(EXERCISE REQUIREMENTS): Edit the items from the line with "For each instance of the snow-covered" through the end of the items, changing "bare tree" to "leafless tree" and keeping everything else the same.

(DATA SECTION):
* * *

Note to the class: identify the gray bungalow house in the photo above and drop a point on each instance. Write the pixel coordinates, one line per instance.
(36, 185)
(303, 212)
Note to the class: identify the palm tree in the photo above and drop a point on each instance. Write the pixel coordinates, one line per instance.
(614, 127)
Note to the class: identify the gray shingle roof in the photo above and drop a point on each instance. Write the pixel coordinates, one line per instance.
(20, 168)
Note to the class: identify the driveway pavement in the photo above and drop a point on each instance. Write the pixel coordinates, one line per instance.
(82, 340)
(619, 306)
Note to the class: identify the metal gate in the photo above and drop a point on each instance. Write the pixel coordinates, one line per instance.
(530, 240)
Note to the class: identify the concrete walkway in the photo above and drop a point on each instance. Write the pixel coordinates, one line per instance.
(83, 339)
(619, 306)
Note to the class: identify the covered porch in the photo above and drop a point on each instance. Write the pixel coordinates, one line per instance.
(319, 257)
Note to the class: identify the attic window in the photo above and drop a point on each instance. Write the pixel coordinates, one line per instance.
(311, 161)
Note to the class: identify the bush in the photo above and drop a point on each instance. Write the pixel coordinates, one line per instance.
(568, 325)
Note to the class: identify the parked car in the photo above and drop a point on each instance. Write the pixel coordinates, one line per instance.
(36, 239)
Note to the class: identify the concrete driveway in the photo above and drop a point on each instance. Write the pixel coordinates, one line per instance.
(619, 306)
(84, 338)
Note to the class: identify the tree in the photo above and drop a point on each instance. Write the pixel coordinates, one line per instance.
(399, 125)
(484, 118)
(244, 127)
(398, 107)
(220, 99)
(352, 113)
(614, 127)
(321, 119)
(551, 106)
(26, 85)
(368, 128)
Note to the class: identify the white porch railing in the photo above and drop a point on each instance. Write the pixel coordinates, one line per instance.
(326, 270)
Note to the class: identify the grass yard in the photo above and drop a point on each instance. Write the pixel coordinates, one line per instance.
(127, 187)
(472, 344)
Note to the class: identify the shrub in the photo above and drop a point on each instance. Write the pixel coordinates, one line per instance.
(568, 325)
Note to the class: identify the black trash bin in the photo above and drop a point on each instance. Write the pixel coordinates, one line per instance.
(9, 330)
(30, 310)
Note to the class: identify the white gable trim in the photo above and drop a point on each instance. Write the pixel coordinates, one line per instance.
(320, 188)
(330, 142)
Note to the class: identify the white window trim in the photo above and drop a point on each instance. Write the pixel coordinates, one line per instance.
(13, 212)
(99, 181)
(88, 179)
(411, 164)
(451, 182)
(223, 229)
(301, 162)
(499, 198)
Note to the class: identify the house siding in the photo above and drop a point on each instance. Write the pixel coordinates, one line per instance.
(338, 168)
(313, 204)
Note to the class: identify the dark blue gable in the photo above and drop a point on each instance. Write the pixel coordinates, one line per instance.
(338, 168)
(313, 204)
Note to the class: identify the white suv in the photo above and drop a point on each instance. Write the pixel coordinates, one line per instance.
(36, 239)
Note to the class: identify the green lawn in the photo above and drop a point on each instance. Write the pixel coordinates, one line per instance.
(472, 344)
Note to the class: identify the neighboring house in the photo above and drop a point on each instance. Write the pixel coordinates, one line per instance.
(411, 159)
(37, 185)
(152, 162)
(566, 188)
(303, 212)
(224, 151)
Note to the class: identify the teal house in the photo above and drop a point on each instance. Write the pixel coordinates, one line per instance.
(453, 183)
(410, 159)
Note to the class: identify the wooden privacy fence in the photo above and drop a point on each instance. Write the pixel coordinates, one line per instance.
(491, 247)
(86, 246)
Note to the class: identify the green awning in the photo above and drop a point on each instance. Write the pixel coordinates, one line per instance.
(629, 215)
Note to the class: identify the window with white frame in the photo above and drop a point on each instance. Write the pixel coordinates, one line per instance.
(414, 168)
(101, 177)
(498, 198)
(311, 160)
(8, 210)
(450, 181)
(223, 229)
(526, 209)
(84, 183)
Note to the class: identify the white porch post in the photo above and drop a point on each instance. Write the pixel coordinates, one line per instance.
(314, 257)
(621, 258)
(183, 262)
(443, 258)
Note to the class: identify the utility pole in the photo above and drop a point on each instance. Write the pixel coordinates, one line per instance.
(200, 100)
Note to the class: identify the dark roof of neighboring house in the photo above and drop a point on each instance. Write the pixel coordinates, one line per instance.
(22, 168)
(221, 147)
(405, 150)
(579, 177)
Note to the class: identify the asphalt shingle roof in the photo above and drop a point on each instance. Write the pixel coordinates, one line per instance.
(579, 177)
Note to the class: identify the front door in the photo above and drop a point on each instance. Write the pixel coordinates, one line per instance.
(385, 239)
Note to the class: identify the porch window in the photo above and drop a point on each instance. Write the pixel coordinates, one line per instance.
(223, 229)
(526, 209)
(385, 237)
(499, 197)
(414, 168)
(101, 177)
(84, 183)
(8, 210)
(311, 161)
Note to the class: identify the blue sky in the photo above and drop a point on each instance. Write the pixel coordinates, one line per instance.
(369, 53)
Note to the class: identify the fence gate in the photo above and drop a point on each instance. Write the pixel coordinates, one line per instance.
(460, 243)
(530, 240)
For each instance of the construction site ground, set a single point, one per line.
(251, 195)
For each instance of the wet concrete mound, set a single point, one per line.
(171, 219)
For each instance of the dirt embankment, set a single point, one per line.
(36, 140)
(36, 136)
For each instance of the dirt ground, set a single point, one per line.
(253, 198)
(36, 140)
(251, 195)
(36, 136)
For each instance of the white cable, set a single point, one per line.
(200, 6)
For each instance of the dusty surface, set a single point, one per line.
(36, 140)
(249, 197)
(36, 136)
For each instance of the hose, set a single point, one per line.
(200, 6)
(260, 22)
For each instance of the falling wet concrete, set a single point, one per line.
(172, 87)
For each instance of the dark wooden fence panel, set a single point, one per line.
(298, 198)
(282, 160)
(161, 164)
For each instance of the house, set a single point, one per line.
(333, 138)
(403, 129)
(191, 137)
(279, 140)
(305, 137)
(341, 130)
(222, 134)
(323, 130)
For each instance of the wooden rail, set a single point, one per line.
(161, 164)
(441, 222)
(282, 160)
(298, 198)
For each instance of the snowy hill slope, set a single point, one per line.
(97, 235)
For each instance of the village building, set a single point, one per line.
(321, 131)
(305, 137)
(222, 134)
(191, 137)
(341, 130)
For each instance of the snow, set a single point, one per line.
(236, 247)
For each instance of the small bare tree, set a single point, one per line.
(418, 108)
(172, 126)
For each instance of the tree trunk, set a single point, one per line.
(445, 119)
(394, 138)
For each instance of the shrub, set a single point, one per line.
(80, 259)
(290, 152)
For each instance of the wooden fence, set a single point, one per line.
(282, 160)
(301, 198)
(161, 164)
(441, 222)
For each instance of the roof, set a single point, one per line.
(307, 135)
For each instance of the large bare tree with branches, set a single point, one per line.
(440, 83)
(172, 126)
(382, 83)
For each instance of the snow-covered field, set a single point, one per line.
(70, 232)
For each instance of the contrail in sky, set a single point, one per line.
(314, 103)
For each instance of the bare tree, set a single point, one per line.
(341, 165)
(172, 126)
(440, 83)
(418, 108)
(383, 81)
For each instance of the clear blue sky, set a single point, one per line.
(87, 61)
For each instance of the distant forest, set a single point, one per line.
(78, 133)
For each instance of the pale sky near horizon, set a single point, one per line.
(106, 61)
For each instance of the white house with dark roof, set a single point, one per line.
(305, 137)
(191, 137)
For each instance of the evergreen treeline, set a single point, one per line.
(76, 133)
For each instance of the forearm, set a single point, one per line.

* * *

(EXERCISE RESPONSE):
For each instance of the snow-covered field, set a single point, one per line.
(70, 232)
For each instance of the contrail in sky, set a single point, one per line.
(314, 103)
For each instance of the leafless tree, set a single point, one per line.
(341, 165)
(172, 126)
(440, 83)
(418, 108)
(383, 81)
For each instance of the clear blue sky, set a single point, one per line.
(87, 61)
For each instance of the distant forest, set a single point, one per line.
(78, 133)
For each instance of the pale sky near horizon, set a single point, one per line.
(106, 61)
For each instance of the white house with dark roof, set a single point, one per line.
(305, 137)
(191, 137)
For each instance of the evergreen treeline, set a single point, one per line.
(76, 133)
For each instance of the forearm, set a single point, one per line.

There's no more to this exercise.